↓

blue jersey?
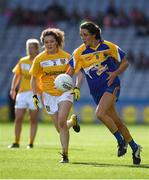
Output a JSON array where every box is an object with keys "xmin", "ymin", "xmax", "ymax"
[{"xmin": 69, "ymin": 40, "xmax": 125, "ymax": 103}]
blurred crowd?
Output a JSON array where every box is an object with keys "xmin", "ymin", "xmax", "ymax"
[
  {"xmin": 0, "ymin": 0, "xmax": 149, "ymax": 36},
  {"xmin": 127, "ymin": 51, "xmax": 149, "ymax": 70},
  {"xmin": 1, "ymin": 0, "xmax": 149, "ymax": 70}
]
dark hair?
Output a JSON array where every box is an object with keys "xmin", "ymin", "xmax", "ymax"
[
  {"xmin": 80, "ymin": 21, "xmax": 101, "ymax": 40},
  {"xmin": 40, "ymin": 28, "xmax": 64, "ymax": 48}
]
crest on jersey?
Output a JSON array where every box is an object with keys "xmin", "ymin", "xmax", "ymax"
[
  {"xmin": 93, "ymin": 62, "xmax": 108, "ymax": 76},
  {"xmin": 53, "ymin": 61, "xmax": 57, "ymax": 66},
  {"xmin": 60, "ymin": 58, "xmax": 66, "ymax": 64},
  {"xmin": 45, "ymin": 105, "xmax": 50, "ymax": 112},
  {"xmin": 85, "ymin": 56, "xmax": 92, "ymax": 61},
  {"xmin": 95, "ymin": 53, "xmax": 99, "ymax": 59}
]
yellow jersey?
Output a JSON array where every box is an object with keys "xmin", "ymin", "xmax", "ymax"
[
  {"xmin": 13, "ymin": 56, "xmax": 34, "ymax": 93},
  {"xmin": 30, "ymin": 49, "xmax": 71, "ymax": 96}
]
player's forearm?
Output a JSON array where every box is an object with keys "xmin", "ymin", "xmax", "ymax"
[
  {"xmin": 11, "ymin": 74, "xmax": 20, "ymax": 90},
  {"xmin": 115, "ymin": 58, "xmax": 129, "ymax": 76},
  {"xmin": 31, "ymin": 76, "xmax": 37, "ymax": 95},
  {"xmin": 76, "ymin": 71, "xmax": 84, "ymax": 88},
  {"xmin": 66, "ymin": 66, "xmax": 75, "ymax": 77}
]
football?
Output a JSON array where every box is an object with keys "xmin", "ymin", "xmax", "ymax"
[{"xmin": 54, "ymin": 74, "xmax": 73, "ymax": 92}]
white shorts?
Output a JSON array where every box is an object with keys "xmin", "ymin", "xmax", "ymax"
[
  {"xmin": 15, "ymin": 91, "xmax": 42, "ymax": 110},
  {"xmin": 43, "ymin": 91, "xmax": 73, "ymax": 114}
]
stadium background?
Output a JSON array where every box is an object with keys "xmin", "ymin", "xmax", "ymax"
[{"xmin": 0, "ymin": 0, "xmax": 149, "ymax": 124}]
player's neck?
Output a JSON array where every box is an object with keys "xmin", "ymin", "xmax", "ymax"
[
  {"xmin": 90, "ymin": 40, "xmax": 100, "ymax": 49},
  {"xmin": 29, "ymin": 54, "xmax": 37, "ymax": 60},
  {"xmin": 47, "ymin": 47, "xmax": 59, "ymax": 54}
]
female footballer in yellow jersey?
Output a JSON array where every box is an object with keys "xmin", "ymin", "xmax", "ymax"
[
  {"xmin": 68, "ymin": 21, "xmax": 141, "ymax": 165},
  {"xmin": 8, "ymin": 39, "xmax": 42, "ymax": 149},
  {"xmin": 30, "ymin": 28, "xmax": 80, "ymax": 163}
]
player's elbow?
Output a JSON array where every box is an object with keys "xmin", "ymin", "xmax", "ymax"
[
  {"xmin": 125, "ymin": 61, "xmax": 129, "ymax": 69},
  {"xmin": 126, "ymin": 59, "xmax": 129, "ymax": 66},
  {"xmin": 123, "ymin": 58, "xmax": 129, "ymax": 68}
]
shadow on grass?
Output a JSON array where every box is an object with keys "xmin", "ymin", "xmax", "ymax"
[
  {"xmin": 72, "ymin": 162, "xmax": 149, "ymax": 169},
  {"xmin": 40, "ymin": 147, "xmax": 85, "ymax": 151}
]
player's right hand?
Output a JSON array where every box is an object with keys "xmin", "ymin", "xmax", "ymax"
[
  {"xmin": 10, "ymin": 89, "xmax": 16, "ymax": 100},
  {"xmin": 106, "ymin": 71, "xmax": 117, "ymax": 86},
  {"xmin": 71, "ymin": 87, "xmax": 80, "ymax": 101},
  {"xmin": 33, "ymin": 95, "xmax": 39, "ymax": 110}
]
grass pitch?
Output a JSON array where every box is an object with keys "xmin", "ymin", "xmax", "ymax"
[{"xmin": 0, "ymin": 123, "xmax": 149, "ymax": 179}]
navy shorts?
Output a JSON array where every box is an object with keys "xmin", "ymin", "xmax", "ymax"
[{"xmin": 92, "ymin": 83, "xmax": 120, "ymax": 105}]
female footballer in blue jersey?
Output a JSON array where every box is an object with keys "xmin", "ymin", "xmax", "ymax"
[{"xmin": 68, "ymin": 21, "xmax": 141, "ymax": 165}]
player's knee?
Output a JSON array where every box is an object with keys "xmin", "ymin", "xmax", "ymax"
[
  {"xmin": 96, "ymin": 109, "xmax": 106, "ymax": 120},
  {"xmin": 58, "ymin": 121, "xmax": 66, "ymax": 129}
]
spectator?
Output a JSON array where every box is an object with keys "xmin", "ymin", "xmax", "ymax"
[
  {"xmin": 45, "ymin": 0, "xmax": 68, "ymax": 22},
  {"xmin": 106, "ymin": 0, "xmax": 117, "ymax": 17}
]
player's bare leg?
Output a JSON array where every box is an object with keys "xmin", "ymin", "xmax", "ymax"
[
  {"xmin": 95, "ymin": 92, "xmax": 126, "ymax": 156},
  {"xmin": 51, "ymin": 113, "xmax": 59, "ymax": 133},
  {"xmin": 53, "ymin": 113, "xmax": 80, "ymax": 133},
  {"xmin": 67, "ymin": 114, "xmax": 80, "ymax": 132},
  {"xmin": 8, "ymin": 108, "xmax": 26, "ymax": 148},
  {"xmin": 96, "ymin": 92, "xmax": 119, "ymax": 133},
  {"xmin": 108, "ymin": 104, "xmax": 132, "ymax": 142},
  {"xmin": 27, "ymin": 110, "xmax": 38, "ymax": 149},
  {"xmin": 108, "ymin": 104, "xmax": 141, "ymax": 164},
  {"xmin": 58, "ymin": 101, "xmax": 72, "ymax": 163}
]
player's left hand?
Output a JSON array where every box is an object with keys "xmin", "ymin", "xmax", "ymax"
[
  {"xmin": 106, "ymin": 71, "xmax": 117, "ymax": 86},
  {"xmin": 71, "ymin": 87, "xmax": 80, "ymax": 101}
]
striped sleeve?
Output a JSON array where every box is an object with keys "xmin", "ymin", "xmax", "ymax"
[
  {"xmin": 12, "ymin": 61, "xmax": 21, "ymax": 75},
  {"xmin": 108, "ymin": 42, "xmax": 126, "ymax": 62},
  {"xmin": 68, "ymin": 49, "xmax": 82, "ymax": 73}
]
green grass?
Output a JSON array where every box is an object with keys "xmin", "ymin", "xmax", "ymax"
[{"xmin": 0, "ymin": 123, "xmax": 149, "ymax": 179}]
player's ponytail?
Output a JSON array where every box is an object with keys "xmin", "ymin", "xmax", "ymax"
[{"xmin": 80, "ymin": 21, "xmax": 102, "ymax": 40}]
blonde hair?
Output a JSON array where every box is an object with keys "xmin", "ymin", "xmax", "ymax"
[
  {"xmin": 26, "ymin": 38, "xmax": 40, "ymax": 55},
  {"xmin": 40, "ymin": 28, "xmax": 64, "ymax": 48}
]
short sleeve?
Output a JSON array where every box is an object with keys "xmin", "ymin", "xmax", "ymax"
[
  {"xmin": 12, "ymin": 61, "xmax": 21, "ymax": 75},
  {"xmin": 68, "ymin": 49, "xmax": 82, "ymax": 73},
  {"xmin": 30, "ymin": 57, "xmax": 41, "ymax": 76},
  {"xmin": 108, "ymin": 42, "xmax": 126, "ymax": 62}
]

↑

# Work required
Pull every line with the string "female" out of the material.

# Written response
female footballer in yellow jersey?
female footballer in blue jersey?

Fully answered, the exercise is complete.